**SELECTION**
I began dating etc...met great guy...like him...hell I love him really...very nice, easy to deal with, loves me and my son. Divorce not even done...i'm doing it my self so that should tell you that I don't have money to hire lawyer. Child support already in motion to start etc...then BOOM after begging for family back, pleading for funds for my son (won't even go there its just sad), supporting hubby no matter WHAT...I get a text from hubby (after many of ignored ones wanting to get back etc..) that he is finally willing to GIVE up job out-of-state, sell home from he and ex, and misses wife and son...wants to come back...

You guys know the story from here...WHAT TO DO??? 

Son deserves family...I've healed my heart and have no more love...just mutual patience...Should I stay or should I continue forward?

Better the devil I know then the one I don't???


----------



## SaltInWound (Jan 2, 2013)

Let me get the facts straight. Correct me if I am wrong.

Your husband was AD military stationed overseas.
His ex-wife was AD military living overseas.
Their kids were living with them.
You were stateside with the child you share with your husband.

**Dataset excerpt**

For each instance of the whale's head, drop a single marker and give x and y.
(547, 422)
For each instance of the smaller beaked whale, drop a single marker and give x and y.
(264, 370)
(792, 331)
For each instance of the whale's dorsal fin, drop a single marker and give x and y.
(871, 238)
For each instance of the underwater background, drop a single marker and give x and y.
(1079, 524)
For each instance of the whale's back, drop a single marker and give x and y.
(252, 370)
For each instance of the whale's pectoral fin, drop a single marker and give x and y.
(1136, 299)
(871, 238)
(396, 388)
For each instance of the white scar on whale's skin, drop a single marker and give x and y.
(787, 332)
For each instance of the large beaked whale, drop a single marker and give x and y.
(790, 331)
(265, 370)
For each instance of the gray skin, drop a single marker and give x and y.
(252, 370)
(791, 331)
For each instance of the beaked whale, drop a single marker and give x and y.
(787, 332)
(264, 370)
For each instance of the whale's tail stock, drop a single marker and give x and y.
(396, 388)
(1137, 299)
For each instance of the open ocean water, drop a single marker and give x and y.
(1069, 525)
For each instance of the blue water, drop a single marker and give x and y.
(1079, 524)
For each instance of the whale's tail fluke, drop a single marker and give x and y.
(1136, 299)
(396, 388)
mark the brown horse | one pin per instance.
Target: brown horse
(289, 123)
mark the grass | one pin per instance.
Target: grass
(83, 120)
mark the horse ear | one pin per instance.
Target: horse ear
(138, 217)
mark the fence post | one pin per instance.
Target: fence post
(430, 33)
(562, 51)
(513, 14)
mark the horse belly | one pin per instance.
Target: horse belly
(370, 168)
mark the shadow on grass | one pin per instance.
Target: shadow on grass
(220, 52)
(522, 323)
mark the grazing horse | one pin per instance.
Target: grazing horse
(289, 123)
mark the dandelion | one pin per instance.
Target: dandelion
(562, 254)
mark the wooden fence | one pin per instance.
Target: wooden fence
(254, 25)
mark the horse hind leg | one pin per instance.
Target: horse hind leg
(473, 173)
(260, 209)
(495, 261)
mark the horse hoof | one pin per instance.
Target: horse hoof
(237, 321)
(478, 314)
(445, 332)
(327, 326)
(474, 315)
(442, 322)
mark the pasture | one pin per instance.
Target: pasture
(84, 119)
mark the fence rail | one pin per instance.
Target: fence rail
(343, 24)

**WORK INSTRUCTIONS**
Reproduce the forum thread word for word, starting at "I began dating" and ending at "I continue forward?".

**COMPLETE RESPONSE**
I began dating etc...met great guy...like him...hell I love him really...very nice, easy to deal with, loves me and my son. Divorce not even done...i'm doing it my self so that should tell you that I don't have money to hire lawyer. Child support already in motion to start etc...then BOOM after begging for family back, pleading for funds for my son (won't even go there its just sad), supporting hubby no matter WHAT...I get a text from hubby (after many of ignored ones wanting to get back etc..) that he is finally willing to GIVE up job out-of-state, sell home from he and ex, and misses wife and son...wants to come back...

You guys know the story from here...WHAT TO DO??? 

Son deserves family...I've healed my heart and have no more love...just mutual patience...Should I stay or should I continue forward?